Tarefa 1:
Reproduza, do trecho sobre Brummell, a parte que começa com as palavras "Assim como a" e termina com "o sonho realizado.".

Trecho fornecido:
- - - - -
D’Aurevilly dizia a respeito de Brummell que “nas situações em que os mais hábeis teriam se perdido, ele se salvava. Sua audácia era a medida certa. Ele era capaz de tocar impunemente o cutelo. Diz-se, contudo, que esse cutelo, cuja lâmina ele tinha tantas vezes desafiado, acabou por atingi-lo”.

Na história recente da política brasileira, um antípoda de Brummell, cuja mãe contra toda a esperança “nasceu analfabeta”, juízo que lhe alcançava a parca escolarização que a pobreza obrigou a substituir pelo trabalho braçal desde a meninice, ascendeu pelo intenso magnetismo pessoal ao terreno em que “as relações valem mais que o mérito e onde os homens, para que cada um deles possa apenas existir, devem apegar-se como crustáceos”.

Brummell vivia cercado de admiradores e rivais, muitos deles agindo deliberadamente a seu favor apesar dos contrários, da mesma forma que o futuro operário metalúrgico oriundo do Nordeste como tantos outros patrícios que continuaram anônimos, quando chegou sua hora soube tirar proveito do relacionamento e até da amizade com importantes líderes da indústria pesada do ABC paulista.

Assim como a histórica e distante personalidade inglesa, o operário que chegara ao paraíso marcava seu diferencial dentre os demais que o cercavam e, essencialmente em relação a “quase todos os homens organizados para seduzir”, segundo a expressão de d’Aurevilly.

Vejo exemplos claros de homens destinados a seduzir em Ulysses Guimarães, Leonel Brizola, Mário Covas e Teotônio Vilella, para citar uns poucos daquela fase, que à exceção de Fernando Henrique Cardoso, mesmo tendo experimentado em algum momento da longa vivência pública o cheirinho do poder supremo, que parecia prestes a cair-lhe no colo, jamais viram o sonho realizado.

Entretanto, esse sortilégio foi usufruído – e há escassa explicação para isso – pelo menos indicado de todos, ou seja, o iluminado torneiro mecânico nascido em Caetés, Pernambuco.

Os reveses registrados na trepidante experiência vivida por Brummel tiveram rápida sucessão até o desaparecimento do meteoro, segundo o biógrafo convencido de que “esse fim estava há muito tempo à espera”.
- - - - -
[Entradas de anotação de coordenadas]

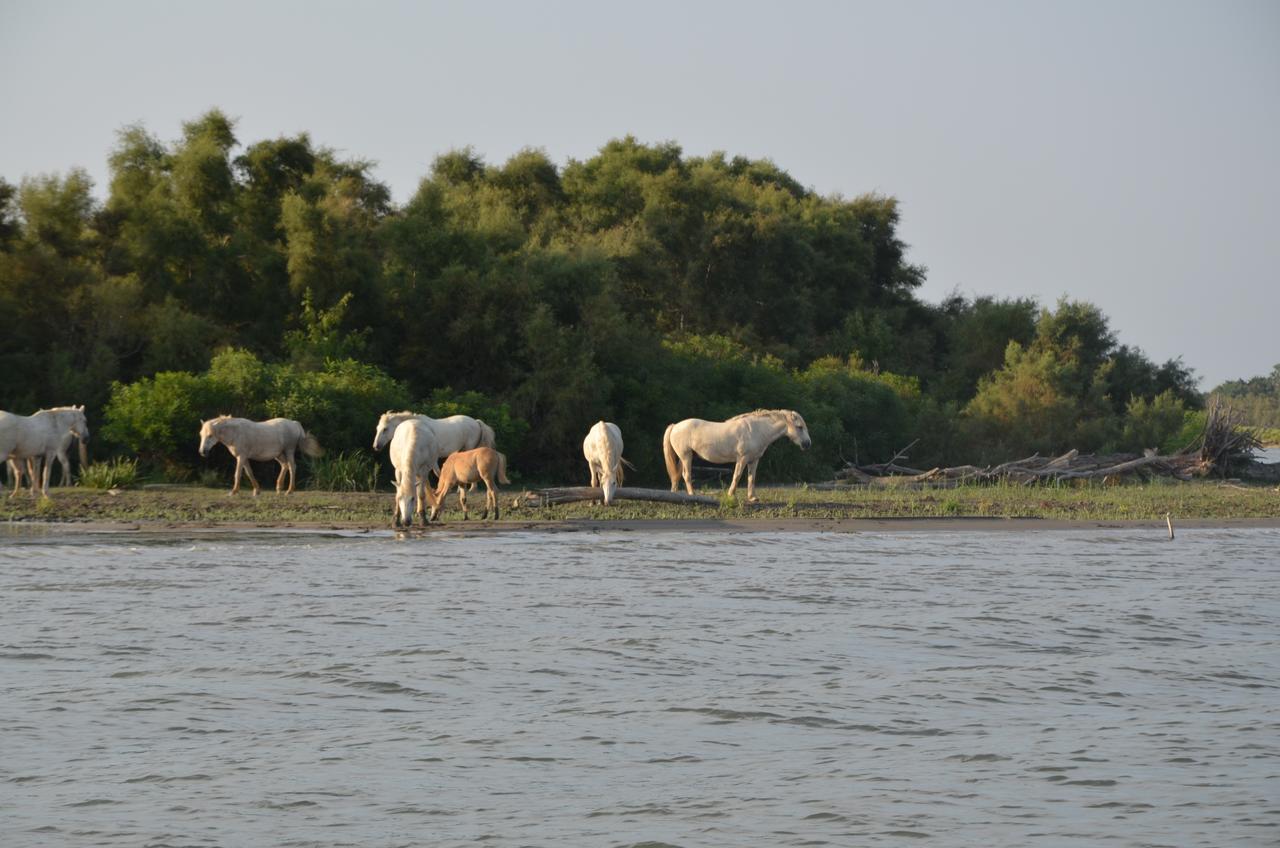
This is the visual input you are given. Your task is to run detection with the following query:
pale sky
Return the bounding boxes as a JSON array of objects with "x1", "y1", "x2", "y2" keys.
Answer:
[{"x1": 0, "y1": 0, "x2": 1280, "y2": 388}]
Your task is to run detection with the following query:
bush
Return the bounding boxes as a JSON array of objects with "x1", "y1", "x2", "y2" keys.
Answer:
[
  {"x1": 79, "y1": 457, "x2": 138, "y2": 489},
  {"x1": 1119, "y1": 391, "x2": 1194, "y2": 453},
  {"x1": 307, "y1": 450, "x2": 380, "y2": 492}
]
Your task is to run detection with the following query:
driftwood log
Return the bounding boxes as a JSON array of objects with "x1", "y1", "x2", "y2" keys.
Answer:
[
  {"x1": 819, "y1": 396, "x2": 1266, "y2": 488},
  {"x1": 512, "y1": 485, "x2": 719, "y2": 507}
]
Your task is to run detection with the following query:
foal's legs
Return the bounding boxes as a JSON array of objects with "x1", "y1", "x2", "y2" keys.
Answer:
[{"x1": 480, "y1": 477, "x2": 498, "y2": 521}]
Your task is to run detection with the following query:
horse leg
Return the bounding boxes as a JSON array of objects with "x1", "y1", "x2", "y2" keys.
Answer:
[
  {"x1": 40, "y1": 453, "x2": 54, "y2": 497},
  {"x1": 27, "y1": 456, "x2": 41, "y2": 497},
  {"x1": 746, "y1": 459, "x2": 760, "y2": 503},
  {"x1": 244, "y1": 460, "x2": 262, "y2": 497},
  {"x1": 680, "y1": 451, "x2": 694, "y2": 494},
  {"x1": 728, "y1": 456, "x2": 750, "y2": 497}
]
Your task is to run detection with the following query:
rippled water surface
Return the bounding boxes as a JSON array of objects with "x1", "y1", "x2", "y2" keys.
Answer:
[{"x1": 0, "y1": 529, "x2": 1280, "y2": 847}]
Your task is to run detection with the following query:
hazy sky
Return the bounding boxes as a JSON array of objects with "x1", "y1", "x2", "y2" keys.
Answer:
[{"x1": 0, "y1": 0, "x2": 1280, "y2": 388}]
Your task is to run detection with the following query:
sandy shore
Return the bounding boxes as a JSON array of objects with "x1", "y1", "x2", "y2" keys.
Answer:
[{"x1": 10, "y1": 518, "x2": 1280, "y2": 542}]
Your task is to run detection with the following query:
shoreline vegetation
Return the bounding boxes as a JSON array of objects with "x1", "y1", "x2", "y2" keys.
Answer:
[{"x1": 0, "y1": 480, "x2": 1280, "y2": 530}]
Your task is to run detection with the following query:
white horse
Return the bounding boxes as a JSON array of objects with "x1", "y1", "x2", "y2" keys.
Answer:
[
  {"x1": 200, "y1": 415, "x2": 324, "y2": 497},
  {"x1": 582, "y1": 421, "x2": 623, "y2": 506},
  {"x1": 662, "y1": 410, "x2": 813, "y2": 503},
  {"x1": 0, "y1": 406, "x2": 88, "y2": 497},
  {"x1": 389, "y1": 418, "x2": 440, "y2": 526},
  {"x1": 9, "y1": 430, "x2": 88, "y2": 487},
  {"x1": 374, "y1": 412, "x2": 494, "y2": 477}
]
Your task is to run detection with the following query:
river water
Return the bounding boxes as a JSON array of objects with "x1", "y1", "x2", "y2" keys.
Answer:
[{"x1": 0, "y1": 529, "x2": 1280, "y2": 847}]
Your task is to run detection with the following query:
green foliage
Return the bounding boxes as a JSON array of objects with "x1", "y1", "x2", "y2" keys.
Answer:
[
  {"x1": 0, "y1": 115, "x2": 1208, "y2": 482},
  {"x1": 102, "y1": 350, "x2": 410, "y2": 465},
  {"x1": 427, "y1": 387, "x2": 527, "y2": 456},
  {"x1": 1119, "y1": 391, "x2": 1187, "y2": 453},
  {"x1": 102, "y1": 371, "x2": 229, "y2": 464},
  {"x1": 307, "y1": 450, "x2": 380, "y2": 492},
  {"x1": 79, "y1": 457, "x2": 138, "y2": 489}
]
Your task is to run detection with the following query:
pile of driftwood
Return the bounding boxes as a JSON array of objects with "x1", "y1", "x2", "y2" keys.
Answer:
[
  {"x1": 835, "y1": 396, "x2": 1261, "y2": 488},
  {"x1": 836, "y1": 451, "x2": 1203, "y2": 487},
  {"x1": 512, "y1": 485, "x2": 719, "y2": 507}
]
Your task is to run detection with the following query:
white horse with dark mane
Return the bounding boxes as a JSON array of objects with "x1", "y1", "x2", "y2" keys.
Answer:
[
  {"x1": 0, "y1": 406, "x2": 88, "y2": 497},
  {"x1": 582, "y1": 421, "x2": 625, "y2": 506},
  {"x1": 662, "y1": 410, "x2": 813, "y2": 503},
  {"x1": 374, "y1": 411, "x2": 494, "y2": 477},
  {"x1": 388, "y1": 418, "x2": 440, "y2": 526},
  {"x1": 200, "y1": 415, "x2": 324, "y2": 497}
]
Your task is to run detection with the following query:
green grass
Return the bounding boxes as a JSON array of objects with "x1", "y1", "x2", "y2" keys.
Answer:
[
  {"x1": 0, "y1": 480, "x2": 1280, "y2": 526},
  {"x1": 79, "y1": 457, "x2": 138, "y2": 489},
  {"x1": 307, "y1": 451, "x2": 379, "y2": 492}
]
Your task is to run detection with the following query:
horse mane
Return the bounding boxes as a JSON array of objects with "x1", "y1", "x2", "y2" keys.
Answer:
[{"x1": 727, "y1": 409, "x2": 791, "y2": 421}]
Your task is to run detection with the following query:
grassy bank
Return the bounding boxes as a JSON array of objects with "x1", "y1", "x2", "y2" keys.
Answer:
[{"x1": 0, "y1": 482, "x2": 1280, "y2": 526}]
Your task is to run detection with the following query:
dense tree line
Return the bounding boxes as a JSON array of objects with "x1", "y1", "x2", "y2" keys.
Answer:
[{"x1": 0, "y1": 110, "x2": 1201, "y2": 480}]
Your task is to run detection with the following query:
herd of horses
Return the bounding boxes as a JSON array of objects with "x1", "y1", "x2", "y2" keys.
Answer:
[{"x1": 0, "y1": 406, "x2": 812, "y2": 528}]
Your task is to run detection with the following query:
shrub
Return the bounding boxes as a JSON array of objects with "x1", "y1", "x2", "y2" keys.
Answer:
[
  {"x1": 79, "y1": 457, "x2": 138, "y2": 489},
  {"x1": 307, "y1": 450, "x2": 380, "y2": 492},
  {"x1": 1120, "y1": 391, "x2": 1194, "y2": 453}
]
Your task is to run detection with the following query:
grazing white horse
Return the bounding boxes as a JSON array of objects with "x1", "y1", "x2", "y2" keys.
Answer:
[
  {"x1": 374, "y1": 411, "x2": 494, "y2": 477},
  {"x1": 582, "y1": 421, "x2": 622, "y2": 506},
  {"x1": 200, "y1": 415, "x2": 324, "y2": 497},
  {"x1": 662, "y1": 410, "x2": 813, "y2": 503},
  {"x1": 389, "y1": 418, "x2": 440, "y2": 526},
  {"x1": 0, "y1": 406, "x2": 88, "y2": 497}
]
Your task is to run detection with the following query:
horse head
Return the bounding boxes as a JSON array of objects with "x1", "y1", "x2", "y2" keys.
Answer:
[
  {"x1": 72, "y1": 406, "x2": 88, "y2": 444},
  {"x1": 200, "y1": 415, "x2": 227, "y2": 456},
  {"x1": 374, "y1": 410, "x2": 413, "y2": 451},
  {"x1": 786, "y1": 410, "x2": 813, "y2": 451}
]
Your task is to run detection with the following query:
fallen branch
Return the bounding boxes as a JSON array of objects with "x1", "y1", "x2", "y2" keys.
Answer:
[{"x1": 512, "y1": 485, "x2": 719, "y2": 507}]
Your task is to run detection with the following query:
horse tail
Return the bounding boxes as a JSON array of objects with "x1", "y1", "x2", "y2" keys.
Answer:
[
  {"x1": 662, "y1": 424, "x2": 680, "y2": 492},
  {"x1": 298, "y1": 430, "x2": 324, "y2": 457}
]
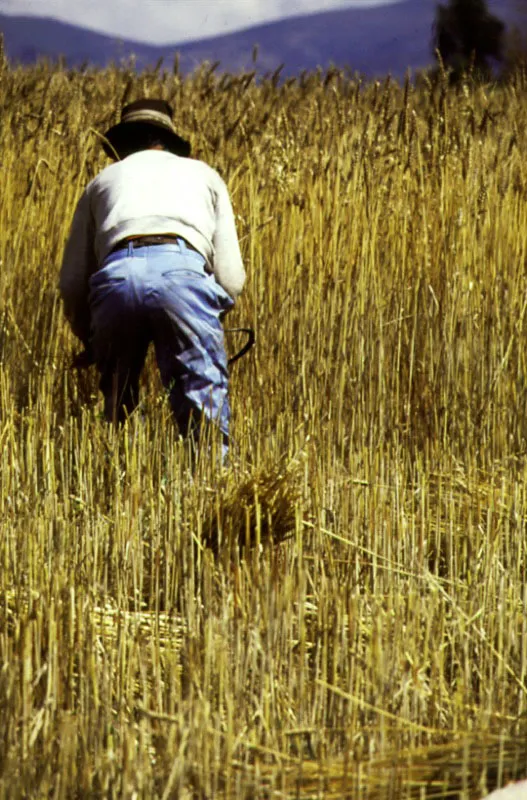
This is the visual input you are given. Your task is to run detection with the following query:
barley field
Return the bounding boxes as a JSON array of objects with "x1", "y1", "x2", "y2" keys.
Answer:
[{"x1": 0, "y1": 47, "x2": 527, "y2": 800}]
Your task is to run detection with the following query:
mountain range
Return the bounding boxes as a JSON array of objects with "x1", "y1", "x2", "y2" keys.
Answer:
[{"x1": 0, "y1": 0, "x2": 511, "y2": 78}]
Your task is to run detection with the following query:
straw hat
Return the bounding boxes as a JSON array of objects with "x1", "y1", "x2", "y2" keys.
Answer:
[{"x1": 103, "y1": 98, "x2": 190, "y2": 158}]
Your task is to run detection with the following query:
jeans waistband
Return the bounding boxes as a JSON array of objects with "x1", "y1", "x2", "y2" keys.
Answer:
[{"x1": 108, "y1": 234, "x2": 201, "y2": 255}]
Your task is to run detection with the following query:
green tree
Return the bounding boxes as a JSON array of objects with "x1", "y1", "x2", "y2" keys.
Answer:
[{"x1": 433, "y1": 0, "x2": 505, "y2": 78}]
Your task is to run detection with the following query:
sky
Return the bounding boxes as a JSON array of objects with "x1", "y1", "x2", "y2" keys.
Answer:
[{"x1": 0, "y1": 0, "x2": 399, "y2": 44}]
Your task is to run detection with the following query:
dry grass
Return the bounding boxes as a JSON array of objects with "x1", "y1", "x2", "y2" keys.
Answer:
[{"x1": 0, "y1": 53, "x2": 527, "y2": 800}]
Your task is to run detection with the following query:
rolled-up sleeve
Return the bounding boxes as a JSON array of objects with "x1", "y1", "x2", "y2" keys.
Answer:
[
  {"x1": 59, "y1": 191, "x2": 96, "y2": 344},
  {"x1": 212, "y1": 176, "x2": 245, "y2": 300}
]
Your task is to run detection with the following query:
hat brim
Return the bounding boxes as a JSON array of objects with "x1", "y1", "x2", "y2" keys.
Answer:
[{"x1": 102, "y1": 121, "x2": 191, "y2": 158}]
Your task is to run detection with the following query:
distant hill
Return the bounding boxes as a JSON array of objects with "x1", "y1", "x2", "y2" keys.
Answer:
[{"x1": 0, "y1": 0, "x2": 520, "y2": 78}]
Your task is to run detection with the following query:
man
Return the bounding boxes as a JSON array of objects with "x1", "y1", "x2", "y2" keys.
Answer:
[{"x1": 60, "y1": 99, "x2": 245, "y2": 453}]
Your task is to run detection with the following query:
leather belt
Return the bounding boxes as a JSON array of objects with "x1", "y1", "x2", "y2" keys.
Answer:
[{"x1": 110, "y1": 235, "x2": 199, "y2": 253}]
- - - - -
Tarefa 2:
Reúna, copiando-as sem alteração, todas as linhas de dados acima que contêm a palavra "green". Maiúsculas e minúsculas devem ser respeitadas.

Resposta completa 1:
Assim como a histórica e distante personalidade inglesa, o operário que chegara ao paraíso marcava seu diferencial dentre os demais que o cercavam e, essencialmente em relação a “quase todos os homens organizados para seduzir”, segundo a expressão de d’Aurevilly.

Vejo exemplos claros de homens destinados a seduzir em Ulysses Guimarães, Leonel Brizola, Mário Covas e Teotônio Vilella, para citar uns poucos daquela fase, que à exceção de Fernando Henrique Cardoso, mesmo tendo experimentado em algum momento da longa vivência pública o cheirinho do poder supremo, que parecia prestes a cair-lhe no colo, jamais viram o sonho realizado.

Resposta completa 2:
green foliage
green grass
green tree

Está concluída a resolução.